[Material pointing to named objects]
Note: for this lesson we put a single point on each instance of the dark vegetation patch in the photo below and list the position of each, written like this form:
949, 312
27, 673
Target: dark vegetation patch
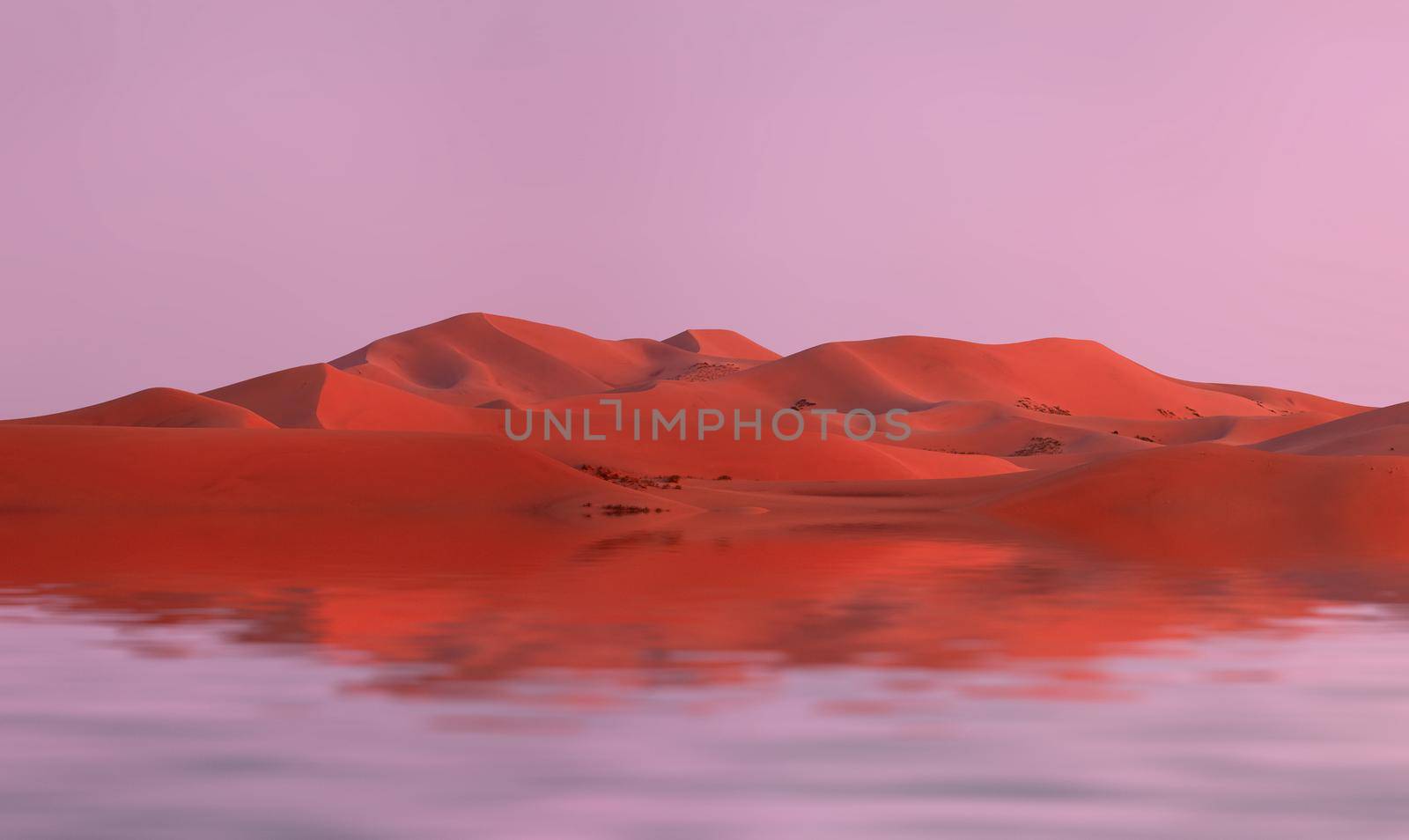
627, 509
1039, 446
626, 480
706, 371
1035, 406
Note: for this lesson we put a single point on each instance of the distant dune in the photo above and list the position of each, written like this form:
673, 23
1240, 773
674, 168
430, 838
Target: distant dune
1057, 438
1381, 431
720, 343
159, 406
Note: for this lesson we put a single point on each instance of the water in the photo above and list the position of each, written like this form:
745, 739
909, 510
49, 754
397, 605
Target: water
420, 680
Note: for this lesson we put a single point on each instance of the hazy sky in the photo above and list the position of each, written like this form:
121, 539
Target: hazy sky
192, 194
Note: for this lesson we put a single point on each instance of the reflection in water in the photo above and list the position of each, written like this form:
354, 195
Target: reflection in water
305, 677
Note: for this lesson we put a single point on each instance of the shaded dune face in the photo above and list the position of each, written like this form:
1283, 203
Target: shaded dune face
1381, 431
159, 406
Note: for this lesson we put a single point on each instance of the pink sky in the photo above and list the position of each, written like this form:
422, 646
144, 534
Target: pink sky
192, 194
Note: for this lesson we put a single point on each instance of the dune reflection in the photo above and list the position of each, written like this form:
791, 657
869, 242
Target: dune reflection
453, 605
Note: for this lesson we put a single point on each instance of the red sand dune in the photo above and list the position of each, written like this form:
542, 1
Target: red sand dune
1061, 436
159, 406
321, 396
1381, 431
1281, 399
918, 372
720, 343
1215, 501
476, 358
55, 468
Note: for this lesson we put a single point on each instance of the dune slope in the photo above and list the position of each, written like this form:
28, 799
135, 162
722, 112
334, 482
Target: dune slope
1212, 501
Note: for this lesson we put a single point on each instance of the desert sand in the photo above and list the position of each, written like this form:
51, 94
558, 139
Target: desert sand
1056, 440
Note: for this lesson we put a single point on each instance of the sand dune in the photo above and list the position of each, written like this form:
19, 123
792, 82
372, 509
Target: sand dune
1281, 399
321, 396
1211, 501
1381, 431
720, 343
476, 358
1050, 375
1063, 438
159, 406
106, 469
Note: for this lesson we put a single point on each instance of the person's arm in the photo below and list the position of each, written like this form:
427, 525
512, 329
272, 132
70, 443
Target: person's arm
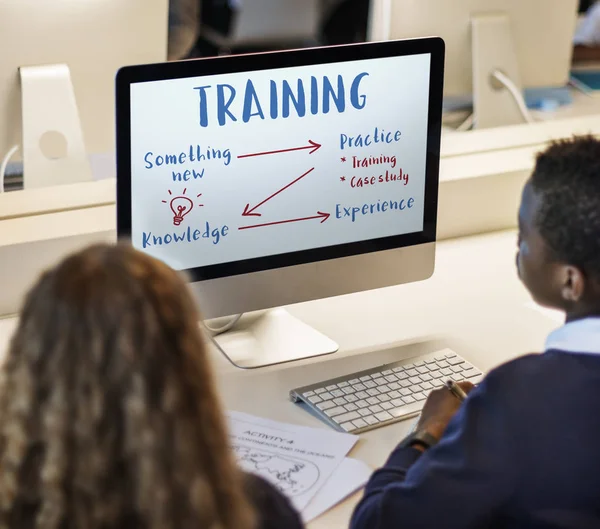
273, 509
462, 482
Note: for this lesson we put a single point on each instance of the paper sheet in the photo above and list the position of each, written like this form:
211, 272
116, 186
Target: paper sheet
350, 476
295, 459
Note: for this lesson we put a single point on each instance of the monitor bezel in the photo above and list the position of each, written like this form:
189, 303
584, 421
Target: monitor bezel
432, 46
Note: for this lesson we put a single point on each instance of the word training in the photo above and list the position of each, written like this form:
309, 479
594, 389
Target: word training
366, 140
368, 161
187, 235
352, 212
278, 100
195, 153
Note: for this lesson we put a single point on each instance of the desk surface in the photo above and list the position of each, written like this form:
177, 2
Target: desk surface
474, 303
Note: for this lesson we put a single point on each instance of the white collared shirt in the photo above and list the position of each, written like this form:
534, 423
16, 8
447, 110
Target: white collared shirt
580, 336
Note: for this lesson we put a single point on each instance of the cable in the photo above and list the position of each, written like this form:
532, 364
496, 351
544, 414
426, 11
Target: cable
228, 326
515, 92
4, 165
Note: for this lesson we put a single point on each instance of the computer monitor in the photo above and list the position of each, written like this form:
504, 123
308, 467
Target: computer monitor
280, 178
57, 71
495, 48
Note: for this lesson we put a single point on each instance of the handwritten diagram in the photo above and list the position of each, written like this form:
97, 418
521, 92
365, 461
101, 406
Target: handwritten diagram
180, 206
291, 476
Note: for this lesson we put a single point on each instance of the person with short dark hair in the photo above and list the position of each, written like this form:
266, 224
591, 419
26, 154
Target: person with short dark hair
521, 452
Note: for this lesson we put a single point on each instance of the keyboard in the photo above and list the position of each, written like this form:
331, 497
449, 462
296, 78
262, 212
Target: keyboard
376, 397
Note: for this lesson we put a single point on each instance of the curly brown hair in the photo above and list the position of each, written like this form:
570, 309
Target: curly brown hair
109, 417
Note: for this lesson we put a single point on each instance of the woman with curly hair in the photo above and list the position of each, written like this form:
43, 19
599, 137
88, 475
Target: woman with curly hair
109, 416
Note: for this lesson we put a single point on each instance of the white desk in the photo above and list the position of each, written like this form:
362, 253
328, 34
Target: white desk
474, 303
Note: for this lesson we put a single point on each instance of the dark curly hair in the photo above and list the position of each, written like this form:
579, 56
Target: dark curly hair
109, 417
566, 179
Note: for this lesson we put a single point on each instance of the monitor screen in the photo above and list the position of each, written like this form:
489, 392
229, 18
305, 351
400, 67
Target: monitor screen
240, 164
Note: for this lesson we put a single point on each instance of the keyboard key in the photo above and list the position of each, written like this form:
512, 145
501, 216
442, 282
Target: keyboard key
360, 423
350, 416
383, 416
406, 410
455, 361
332, 412
470, 373
325, 405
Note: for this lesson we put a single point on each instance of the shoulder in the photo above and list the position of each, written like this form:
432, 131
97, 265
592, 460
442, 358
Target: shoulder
274, 510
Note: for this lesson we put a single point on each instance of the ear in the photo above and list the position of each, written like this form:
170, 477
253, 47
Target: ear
573, 284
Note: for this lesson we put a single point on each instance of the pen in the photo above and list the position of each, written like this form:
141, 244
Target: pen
456, 390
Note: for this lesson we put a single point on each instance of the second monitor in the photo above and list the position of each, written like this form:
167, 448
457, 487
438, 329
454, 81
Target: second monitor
286, 177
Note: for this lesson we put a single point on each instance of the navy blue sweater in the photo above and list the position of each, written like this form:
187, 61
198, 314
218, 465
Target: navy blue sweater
522, 452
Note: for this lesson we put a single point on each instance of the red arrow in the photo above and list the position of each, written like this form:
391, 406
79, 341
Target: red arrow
249, 212
313, 146
320, 215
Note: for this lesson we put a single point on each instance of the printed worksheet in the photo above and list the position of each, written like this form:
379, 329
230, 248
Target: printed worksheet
295, 459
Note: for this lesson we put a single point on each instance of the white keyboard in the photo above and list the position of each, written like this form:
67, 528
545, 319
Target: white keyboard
384, 395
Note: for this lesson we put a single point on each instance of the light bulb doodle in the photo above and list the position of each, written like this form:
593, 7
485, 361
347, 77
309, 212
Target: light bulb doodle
181, 205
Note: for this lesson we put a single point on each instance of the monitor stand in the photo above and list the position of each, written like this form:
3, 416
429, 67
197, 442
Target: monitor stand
53, 147
271, 337
493, 51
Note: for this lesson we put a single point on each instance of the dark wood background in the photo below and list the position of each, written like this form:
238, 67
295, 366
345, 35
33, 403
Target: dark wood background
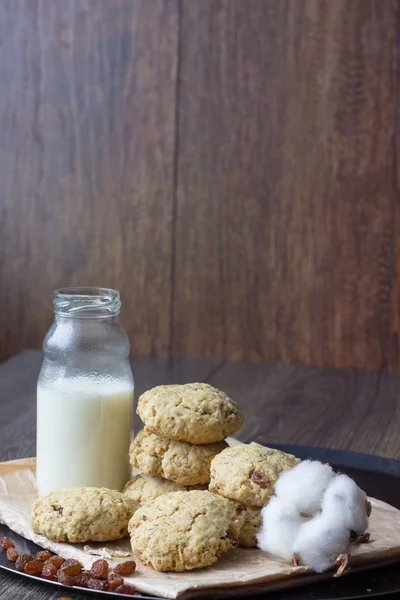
231, 166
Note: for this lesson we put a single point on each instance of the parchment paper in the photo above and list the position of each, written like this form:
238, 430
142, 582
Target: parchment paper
237, 572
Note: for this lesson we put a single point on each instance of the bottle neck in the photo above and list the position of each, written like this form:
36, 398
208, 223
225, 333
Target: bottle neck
86, 303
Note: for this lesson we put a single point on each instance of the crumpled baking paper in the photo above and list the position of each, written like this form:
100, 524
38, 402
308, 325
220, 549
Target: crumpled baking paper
239, 572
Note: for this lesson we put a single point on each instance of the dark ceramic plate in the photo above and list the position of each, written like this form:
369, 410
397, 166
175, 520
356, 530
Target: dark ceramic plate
379, 477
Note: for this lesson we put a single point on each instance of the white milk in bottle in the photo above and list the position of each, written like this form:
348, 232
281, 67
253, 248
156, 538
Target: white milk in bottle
84, 394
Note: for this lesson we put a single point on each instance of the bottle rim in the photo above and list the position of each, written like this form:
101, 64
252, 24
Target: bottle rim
86, 302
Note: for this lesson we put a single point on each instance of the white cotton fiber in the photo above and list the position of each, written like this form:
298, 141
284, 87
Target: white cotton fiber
305, 485
280, 525
320, 541
345, 501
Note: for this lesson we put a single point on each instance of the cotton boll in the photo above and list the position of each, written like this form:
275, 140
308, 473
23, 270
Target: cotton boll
320, 541
305, 485
344, 500
280, 526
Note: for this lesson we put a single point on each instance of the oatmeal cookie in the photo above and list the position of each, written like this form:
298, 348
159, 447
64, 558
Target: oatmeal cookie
142, 488
196, 413
78, 515
248, 522
182, 530
179, 462
247, 473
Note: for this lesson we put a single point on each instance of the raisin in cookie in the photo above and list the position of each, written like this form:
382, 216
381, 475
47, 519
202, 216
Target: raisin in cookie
196, 413
247, 473
182, 530
79, 515
179, 462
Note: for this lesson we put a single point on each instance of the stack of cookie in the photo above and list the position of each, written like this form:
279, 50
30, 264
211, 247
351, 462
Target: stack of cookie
185, 428
246, 474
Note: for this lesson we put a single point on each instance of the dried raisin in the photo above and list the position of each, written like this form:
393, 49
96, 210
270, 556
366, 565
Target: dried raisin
71, 567
64, 578
33, 567
22, 560
99, 569
43, 555
129, 590
6, 543
97, 584
115, 580
49, 571
55, 560
12, 554
126, 568
81, 580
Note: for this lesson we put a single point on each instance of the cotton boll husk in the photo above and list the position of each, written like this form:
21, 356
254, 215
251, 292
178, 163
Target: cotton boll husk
320, 541
280, 525
348, 502
305, 485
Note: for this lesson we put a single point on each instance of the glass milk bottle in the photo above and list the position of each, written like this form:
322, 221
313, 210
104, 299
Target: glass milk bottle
84, 394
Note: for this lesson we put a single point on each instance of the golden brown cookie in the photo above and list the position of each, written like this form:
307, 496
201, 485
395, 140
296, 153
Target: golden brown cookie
249, 521
247, 473
180, 462
142, 488
182, 530
196, 413
78, 515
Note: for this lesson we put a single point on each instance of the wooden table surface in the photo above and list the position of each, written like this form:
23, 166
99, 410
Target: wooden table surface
343, 409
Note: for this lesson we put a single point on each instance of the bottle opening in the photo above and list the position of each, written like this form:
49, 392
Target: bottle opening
86, 302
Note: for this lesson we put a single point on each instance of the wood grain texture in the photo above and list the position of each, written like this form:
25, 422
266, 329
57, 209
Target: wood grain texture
86, 161
230, 166
286, 193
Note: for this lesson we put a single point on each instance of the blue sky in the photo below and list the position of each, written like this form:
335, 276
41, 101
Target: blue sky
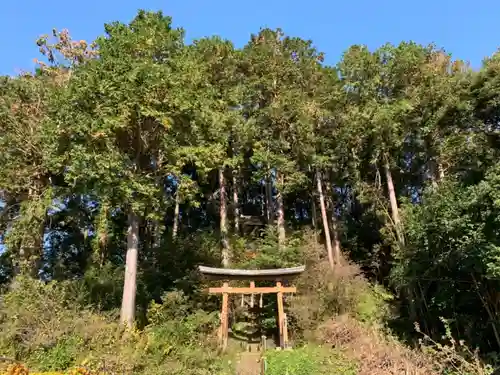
465, 28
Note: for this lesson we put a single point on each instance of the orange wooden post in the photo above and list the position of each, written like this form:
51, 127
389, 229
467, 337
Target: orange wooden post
281, 313
252, 286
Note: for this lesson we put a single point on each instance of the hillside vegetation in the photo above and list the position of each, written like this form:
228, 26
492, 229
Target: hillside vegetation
130, 160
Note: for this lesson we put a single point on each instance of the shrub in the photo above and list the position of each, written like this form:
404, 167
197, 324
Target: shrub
308, 360
323, 293
42, 325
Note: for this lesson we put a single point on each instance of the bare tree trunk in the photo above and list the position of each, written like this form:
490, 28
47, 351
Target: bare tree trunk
440, 169
394, 202
175, 227
236, 204
314, 213
334, 227
130, 285
336, 239
281, 211
223, 219
324, 217
269, 201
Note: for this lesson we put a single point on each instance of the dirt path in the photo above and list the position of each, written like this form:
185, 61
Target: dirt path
248, 364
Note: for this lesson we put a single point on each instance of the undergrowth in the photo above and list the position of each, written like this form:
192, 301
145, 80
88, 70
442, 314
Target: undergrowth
337, 323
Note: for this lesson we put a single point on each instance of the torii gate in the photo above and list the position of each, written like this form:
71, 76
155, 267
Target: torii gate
277, 275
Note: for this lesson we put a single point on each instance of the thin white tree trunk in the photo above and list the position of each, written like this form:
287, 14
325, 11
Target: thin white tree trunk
130, 285
394, 202
175, 227
223, 220
336, 239
324, 218
269, 200
236, 204
281, 212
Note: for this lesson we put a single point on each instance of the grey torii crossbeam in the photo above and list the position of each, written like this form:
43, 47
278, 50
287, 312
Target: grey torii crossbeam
277, 275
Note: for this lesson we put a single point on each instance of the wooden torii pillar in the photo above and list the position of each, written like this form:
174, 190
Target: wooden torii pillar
277, 275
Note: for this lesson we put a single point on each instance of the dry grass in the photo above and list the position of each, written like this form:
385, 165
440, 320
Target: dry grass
372, 350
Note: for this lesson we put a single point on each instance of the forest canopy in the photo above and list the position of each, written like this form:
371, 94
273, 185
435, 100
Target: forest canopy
130, 160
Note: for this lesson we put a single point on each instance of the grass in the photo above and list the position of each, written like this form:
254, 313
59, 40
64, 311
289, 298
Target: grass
308, 360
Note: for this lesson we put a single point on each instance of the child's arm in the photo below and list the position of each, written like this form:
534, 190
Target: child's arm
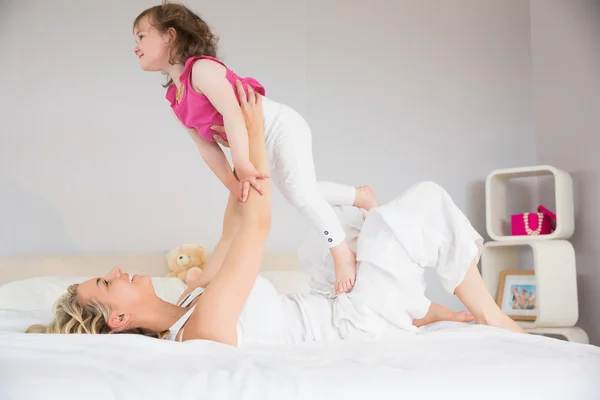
214, 157
208, 77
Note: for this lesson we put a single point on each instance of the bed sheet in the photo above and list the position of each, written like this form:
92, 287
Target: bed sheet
445, 360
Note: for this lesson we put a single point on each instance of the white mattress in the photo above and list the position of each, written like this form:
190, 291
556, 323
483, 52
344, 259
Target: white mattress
445, 361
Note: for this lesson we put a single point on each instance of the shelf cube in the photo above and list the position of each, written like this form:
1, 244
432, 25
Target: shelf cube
555, 277
498, 218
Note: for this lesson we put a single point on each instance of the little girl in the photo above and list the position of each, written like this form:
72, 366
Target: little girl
200, 88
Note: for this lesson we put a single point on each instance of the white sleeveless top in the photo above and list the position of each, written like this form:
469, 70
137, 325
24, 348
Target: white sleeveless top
262, 320
179, 324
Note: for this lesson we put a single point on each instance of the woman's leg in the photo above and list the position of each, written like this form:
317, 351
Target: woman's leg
424, 228
437, 313
475, 296
337, 194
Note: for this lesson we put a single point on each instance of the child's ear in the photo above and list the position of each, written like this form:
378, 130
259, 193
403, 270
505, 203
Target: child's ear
171, 35
118, 322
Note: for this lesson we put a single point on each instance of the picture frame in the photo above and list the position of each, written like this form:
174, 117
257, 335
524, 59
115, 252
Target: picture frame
517, 294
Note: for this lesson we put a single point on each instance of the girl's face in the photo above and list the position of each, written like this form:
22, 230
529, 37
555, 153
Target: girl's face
152, 47
124, 295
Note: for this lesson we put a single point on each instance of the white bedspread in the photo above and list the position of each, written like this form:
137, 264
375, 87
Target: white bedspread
445, 361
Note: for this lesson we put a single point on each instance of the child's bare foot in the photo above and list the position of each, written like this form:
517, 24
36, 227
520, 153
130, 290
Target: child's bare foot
500, 320
345, 268
365, 198
438, 313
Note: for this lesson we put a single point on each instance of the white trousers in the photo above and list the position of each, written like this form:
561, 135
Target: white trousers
289, 146
422, 228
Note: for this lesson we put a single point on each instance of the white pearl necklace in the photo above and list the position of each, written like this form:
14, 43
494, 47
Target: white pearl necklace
528, 229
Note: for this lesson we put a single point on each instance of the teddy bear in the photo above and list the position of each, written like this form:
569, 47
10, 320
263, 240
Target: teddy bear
186, 262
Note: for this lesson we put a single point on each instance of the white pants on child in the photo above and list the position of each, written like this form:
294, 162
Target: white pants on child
420, 228
289, 146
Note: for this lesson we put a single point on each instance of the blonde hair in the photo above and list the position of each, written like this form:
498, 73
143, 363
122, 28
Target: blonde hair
71, 316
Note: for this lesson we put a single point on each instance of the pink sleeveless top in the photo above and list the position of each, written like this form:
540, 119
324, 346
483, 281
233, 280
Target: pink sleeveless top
195, 110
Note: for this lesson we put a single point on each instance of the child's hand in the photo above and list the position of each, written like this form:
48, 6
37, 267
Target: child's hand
239, 190
248, 176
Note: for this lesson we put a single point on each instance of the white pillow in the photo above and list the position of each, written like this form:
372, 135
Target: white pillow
40, 293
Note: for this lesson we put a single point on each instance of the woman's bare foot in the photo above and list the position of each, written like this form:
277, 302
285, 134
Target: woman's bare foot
345, 268
500, 320
365, 198
438, 313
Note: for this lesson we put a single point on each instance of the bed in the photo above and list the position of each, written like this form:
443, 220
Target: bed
443, 360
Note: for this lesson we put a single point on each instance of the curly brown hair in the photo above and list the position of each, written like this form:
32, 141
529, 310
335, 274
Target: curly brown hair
194, 37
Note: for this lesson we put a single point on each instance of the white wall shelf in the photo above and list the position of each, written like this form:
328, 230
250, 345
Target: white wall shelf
555, 276
497, 218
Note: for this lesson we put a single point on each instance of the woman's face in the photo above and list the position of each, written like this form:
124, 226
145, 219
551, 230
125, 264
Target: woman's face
123, 294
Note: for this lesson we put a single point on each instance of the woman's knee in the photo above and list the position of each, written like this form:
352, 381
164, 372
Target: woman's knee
427, 189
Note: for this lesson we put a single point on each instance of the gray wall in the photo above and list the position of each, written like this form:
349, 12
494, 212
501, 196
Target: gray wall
91, 159
565, 36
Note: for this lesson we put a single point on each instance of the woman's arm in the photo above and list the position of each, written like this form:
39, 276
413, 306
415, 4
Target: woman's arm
232, 221
220, 305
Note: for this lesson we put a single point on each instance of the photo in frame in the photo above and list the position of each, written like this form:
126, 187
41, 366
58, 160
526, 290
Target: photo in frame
517, 294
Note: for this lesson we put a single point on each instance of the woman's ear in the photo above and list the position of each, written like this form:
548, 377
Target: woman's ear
118, 321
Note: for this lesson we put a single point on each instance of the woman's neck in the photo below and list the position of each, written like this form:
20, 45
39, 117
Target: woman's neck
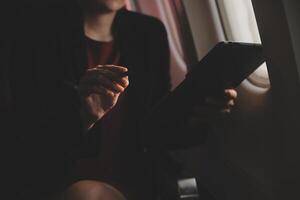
98, 25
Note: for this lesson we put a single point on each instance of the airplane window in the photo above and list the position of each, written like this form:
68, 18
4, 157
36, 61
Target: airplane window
240, 25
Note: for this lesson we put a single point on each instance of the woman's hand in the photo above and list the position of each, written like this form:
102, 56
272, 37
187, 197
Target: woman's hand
99, 90
212, 110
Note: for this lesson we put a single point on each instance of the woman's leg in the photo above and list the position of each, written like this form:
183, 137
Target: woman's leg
92, 190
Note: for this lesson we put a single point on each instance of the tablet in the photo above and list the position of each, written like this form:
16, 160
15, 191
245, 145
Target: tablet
227, 64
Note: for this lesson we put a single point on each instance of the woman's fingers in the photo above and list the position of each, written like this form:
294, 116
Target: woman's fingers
102, 81
111, 72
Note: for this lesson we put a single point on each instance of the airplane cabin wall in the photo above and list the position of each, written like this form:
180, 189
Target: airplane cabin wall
236, 161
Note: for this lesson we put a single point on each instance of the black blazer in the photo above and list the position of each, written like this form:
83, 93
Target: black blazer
47, 135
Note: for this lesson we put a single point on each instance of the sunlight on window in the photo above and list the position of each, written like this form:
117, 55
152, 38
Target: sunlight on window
240, 25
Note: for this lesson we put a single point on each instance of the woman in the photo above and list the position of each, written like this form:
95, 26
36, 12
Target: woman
78, 122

WORK TO COMPLETE
Rewrite every line of the material from the line containing "the woman in" through the end of the material, both ends included, adding -27 to each number in the answer coordinates. Keep all other lines, including the sample positions, unchanged.

CORRECT ANSWER
Note: for this lesson we put a single point on each instance of the woman in the photo above and list the position of each, written like this form:
95, 26
36, 12
Target: woman
51, 95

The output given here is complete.